> Task description: Reproduce word for word the case report below on bevacizumab and stress-induced cardiomyopathy, from its abstract through the end of its introduction.

> Source document:
------
Abstract
Heart failure has been reported as a rare side effect of bevacizumab, a chemotherapeutic agent, used in the treatment of breast cancer. However, reversible left ventricular systolic dysfunction with a pattern similar to stress-induced cardiomyopathy has not been reported. The etiopathogenesis of stress-induced cardiomyopathy is poorly understood. Given this uncertainty, we should always look out for other potential offenders causing similar presentation, rather than label all of them as “stress-induced”.
Keywords: Bevacizumab, Heart failure, Stress-induced cardiomyopathy
1. Introduction
Stress-induced cardiomyopathy is a relatively new disease entity, with increasing incidence. Since its classic description as “apical ballooning” in the early 1990s, a few variations in the appearance have also been linked to the same disease process. Despite numerous case reports and series reported in the literature, the precise etiology and pathophysiology of this disease are still poorly understood. We present an atypical case of “stress-induced cardiomyopathy” following intraocular administration of bevacizumab (Avastin), a humanized monoclonal antibody against vascular endothelial growth factor A.
------
> Records supplied:
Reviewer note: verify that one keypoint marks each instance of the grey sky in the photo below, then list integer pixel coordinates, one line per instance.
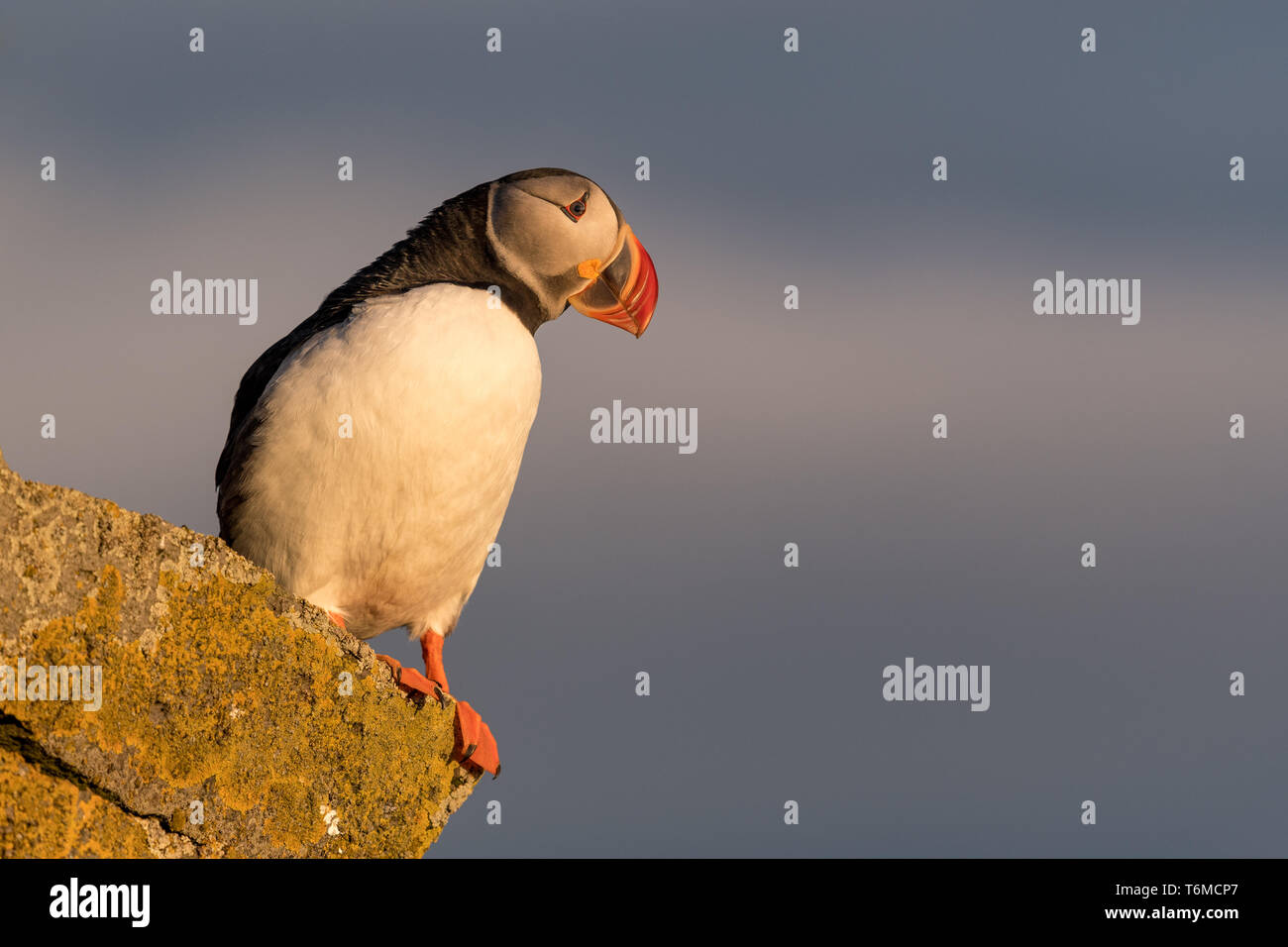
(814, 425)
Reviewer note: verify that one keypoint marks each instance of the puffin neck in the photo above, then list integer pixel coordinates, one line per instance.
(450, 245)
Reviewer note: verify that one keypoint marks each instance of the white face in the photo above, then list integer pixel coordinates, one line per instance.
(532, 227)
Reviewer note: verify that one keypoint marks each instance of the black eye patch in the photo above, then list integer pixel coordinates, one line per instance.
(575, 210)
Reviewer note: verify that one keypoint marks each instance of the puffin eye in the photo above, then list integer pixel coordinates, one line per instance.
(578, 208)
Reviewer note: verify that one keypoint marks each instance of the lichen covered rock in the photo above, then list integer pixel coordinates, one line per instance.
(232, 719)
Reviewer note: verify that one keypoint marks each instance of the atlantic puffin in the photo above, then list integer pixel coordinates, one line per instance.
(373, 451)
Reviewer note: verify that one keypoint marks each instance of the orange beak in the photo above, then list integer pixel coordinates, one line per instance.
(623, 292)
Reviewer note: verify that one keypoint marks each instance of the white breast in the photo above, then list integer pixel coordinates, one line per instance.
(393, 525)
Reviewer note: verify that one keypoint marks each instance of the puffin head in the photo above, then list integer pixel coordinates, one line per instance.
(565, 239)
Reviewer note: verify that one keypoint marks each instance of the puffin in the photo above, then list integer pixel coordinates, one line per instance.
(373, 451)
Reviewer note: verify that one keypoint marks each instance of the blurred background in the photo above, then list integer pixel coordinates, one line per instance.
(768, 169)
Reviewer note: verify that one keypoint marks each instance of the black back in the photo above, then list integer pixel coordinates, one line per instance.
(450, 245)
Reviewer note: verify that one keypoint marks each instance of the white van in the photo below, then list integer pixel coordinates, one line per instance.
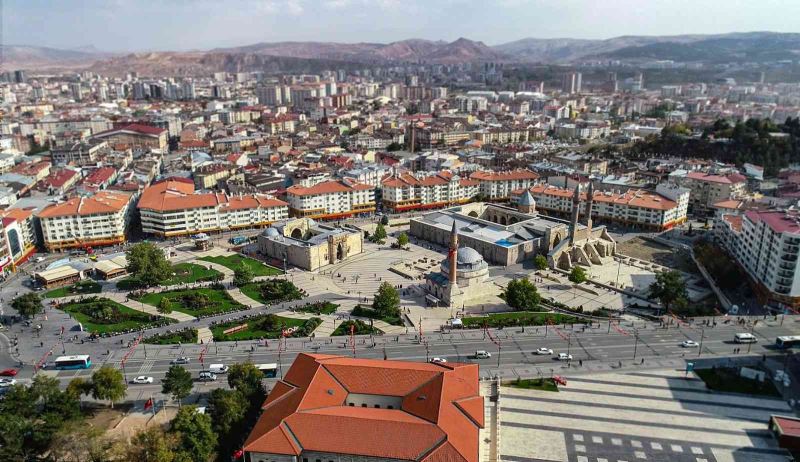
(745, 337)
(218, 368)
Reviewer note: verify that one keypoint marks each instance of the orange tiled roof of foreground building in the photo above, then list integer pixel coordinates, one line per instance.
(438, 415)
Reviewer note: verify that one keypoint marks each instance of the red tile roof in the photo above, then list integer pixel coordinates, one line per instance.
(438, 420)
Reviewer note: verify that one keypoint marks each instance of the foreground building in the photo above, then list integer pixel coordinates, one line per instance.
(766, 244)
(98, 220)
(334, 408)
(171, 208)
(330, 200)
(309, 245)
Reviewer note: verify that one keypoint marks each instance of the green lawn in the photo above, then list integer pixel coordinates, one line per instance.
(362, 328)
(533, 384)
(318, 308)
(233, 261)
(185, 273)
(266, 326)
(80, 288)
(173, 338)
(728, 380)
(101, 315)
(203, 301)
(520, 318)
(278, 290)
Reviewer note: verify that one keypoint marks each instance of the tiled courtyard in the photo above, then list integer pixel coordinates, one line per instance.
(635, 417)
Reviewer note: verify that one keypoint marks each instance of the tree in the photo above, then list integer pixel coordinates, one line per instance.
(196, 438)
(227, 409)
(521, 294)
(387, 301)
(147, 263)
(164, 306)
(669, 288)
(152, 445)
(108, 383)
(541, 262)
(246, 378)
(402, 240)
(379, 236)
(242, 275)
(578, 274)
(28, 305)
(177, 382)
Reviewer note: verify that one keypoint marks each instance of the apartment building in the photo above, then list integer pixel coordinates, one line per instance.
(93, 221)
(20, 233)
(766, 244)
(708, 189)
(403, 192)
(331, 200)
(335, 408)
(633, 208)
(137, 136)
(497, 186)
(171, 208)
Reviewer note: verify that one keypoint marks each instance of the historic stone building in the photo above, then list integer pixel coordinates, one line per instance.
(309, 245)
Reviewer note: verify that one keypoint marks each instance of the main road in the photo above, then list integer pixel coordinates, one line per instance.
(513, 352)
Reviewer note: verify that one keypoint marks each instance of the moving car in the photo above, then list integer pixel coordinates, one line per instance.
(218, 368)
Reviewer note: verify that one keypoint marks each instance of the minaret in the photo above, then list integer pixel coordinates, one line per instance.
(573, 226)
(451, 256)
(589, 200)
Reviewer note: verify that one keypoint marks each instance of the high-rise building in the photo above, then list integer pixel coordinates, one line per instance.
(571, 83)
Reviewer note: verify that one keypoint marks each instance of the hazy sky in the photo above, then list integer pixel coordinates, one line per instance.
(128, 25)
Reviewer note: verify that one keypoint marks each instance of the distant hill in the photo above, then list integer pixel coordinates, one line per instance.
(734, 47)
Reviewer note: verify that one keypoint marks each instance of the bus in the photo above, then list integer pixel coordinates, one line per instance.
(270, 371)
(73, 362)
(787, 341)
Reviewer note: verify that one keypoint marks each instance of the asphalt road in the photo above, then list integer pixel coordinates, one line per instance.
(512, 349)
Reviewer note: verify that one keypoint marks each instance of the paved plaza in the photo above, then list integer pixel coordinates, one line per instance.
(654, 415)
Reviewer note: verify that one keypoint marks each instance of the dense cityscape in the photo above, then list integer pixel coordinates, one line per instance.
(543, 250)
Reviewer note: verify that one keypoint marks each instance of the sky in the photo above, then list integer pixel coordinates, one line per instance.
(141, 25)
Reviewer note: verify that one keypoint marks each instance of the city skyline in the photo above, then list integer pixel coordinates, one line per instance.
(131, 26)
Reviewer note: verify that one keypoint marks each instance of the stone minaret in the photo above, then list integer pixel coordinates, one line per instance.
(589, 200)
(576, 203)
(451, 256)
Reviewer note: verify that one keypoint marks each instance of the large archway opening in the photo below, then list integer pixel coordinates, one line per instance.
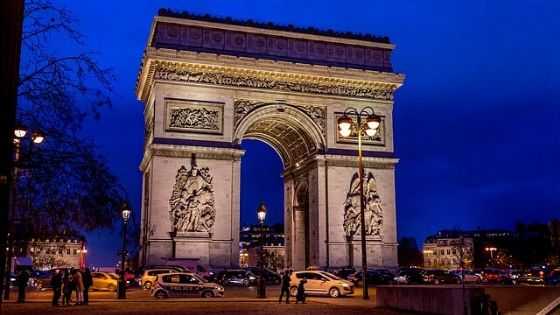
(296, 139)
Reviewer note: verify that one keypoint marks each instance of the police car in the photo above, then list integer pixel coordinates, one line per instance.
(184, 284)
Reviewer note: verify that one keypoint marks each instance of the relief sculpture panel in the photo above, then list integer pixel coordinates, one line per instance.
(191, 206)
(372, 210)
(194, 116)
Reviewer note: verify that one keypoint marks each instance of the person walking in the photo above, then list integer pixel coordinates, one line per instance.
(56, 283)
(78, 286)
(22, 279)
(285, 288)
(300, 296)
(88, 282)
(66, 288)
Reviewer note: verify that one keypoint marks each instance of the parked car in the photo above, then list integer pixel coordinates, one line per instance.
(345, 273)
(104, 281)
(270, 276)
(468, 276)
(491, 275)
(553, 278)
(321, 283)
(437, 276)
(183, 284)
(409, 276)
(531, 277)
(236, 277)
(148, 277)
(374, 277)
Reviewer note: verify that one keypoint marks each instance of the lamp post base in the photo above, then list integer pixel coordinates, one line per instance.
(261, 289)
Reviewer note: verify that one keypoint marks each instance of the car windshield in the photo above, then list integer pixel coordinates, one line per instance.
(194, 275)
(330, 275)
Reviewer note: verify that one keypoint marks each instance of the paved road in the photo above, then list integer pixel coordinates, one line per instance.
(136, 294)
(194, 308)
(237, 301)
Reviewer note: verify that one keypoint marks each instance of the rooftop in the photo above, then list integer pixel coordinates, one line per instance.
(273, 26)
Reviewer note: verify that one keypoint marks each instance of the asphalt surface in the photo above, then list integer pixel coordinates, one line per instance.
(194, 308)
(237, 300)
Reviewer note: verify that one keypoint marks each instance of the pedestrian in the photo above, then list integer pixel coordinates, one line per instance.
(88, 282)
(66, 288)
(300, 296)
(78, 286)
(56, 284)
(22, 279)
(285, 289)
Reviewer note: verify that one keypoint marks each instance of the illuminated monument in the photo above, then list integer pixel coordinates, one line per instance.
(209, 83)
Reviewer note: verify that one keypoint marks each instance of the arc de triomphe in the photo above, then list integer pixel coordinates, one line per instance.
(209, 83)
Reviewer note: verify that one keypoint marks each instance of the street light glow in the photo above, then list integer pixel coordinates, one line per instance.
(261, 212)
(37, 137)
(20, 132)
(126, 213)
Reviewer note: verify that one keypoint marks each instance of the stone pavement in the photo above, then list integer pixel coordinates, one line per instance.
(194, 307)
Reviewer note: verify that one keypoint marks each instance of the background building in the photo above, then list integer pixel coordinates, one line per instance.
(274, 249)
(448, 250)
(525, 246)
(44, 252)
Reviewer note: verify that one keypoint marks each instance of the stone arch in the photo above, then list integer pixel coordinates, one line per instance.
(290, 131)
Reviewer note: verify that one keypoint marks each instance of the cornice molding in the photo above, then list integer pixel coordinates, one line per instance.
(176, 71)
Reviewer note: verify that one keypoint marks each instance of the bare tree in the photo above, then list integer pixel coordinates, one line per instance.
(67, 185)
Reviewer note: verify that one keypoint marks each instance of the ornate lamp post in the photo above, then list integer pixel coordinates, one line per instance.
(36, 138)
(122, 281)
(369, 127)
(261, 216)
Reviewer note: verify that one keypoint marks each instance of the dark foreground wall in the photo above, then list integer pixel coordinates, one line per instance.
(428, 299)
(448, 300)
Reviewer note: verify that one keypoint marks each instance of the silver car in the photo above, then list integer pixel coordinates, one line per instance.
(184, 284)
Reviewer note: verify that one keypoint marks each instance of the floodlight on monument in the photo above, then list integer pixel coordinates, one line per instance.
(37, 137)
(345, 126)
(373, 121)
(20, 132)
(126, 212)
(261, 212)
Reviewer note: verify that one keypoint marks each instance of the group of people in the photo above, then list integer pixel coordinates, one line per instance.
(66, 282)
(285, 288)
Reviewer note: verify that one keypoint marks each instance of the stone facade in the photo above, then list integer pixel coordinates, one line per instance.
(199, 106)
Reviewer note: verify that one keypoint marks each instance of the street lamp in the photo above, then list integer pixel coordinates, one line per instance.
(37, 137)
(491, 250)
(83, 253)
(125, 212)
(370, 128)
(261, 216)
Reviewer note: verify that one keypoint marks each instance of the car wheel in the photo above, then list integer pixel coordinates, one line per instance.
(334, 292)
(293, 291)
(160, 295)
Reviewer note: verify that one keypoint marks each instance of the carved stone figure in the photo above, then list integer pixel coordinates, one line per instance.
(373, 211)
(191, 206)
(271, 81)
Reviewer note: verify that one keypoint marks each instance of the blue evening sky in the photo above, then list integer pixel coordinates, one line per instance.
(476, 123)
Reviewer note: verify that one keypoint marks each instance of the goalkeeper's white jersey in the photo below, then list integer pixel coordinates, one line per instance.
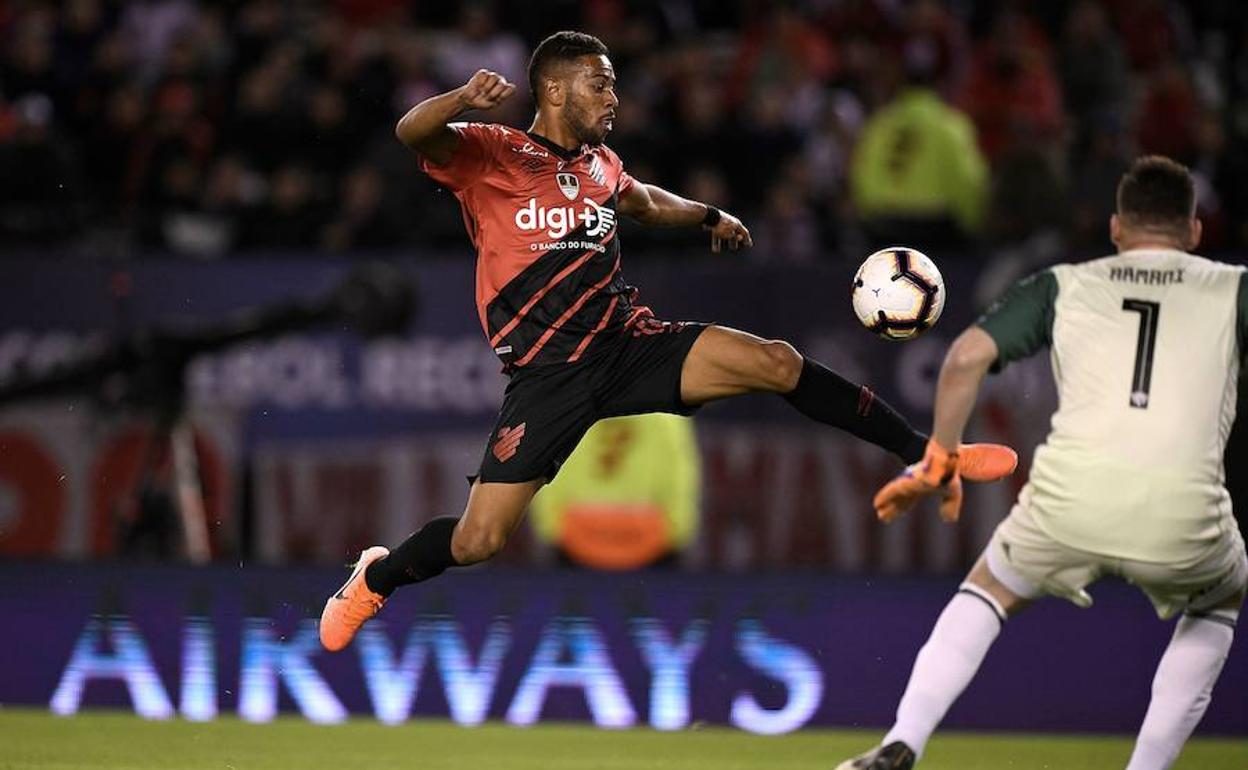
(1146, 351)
------
> Result for this exercise:
Abstract
Heart failure has been reported as a rare side effect of bevacizumab, a chemotherapeutic agent, used in the treatment of breast cancer. However, reversible left ventricular systolic dysfunction with a pattern similar to stress-induced cardiomyopathy has not been reported. The etiopathogenesis of stress-induced cardiomyopathy is poorly understood. Given this uncertainty, we should always look out for other potential offenders causing similar presentation, rather than label all of them as “stress-induced”.
Keywords: Bevacizumab, Heart failure, Stress-induced cardiomyopathy
1. Introduction
Stress-induced cardiomyopathy is a relatively new disease entity, with increasing incidence. Since its classic description as “apical ballooning” in the early 1990s, a few variations in the appearance have also been linked to the same disease process. Despite numerous case reports and series reported in the literature, the precise etiology and pathophysiology of this disease are still poorly understood. We present an atypical case of “stress-induced cardiomyopathy” following intraocular administration of bevacizumab (Avastin), a humanized monoclonal antibody against vascular endothelial growth factor A.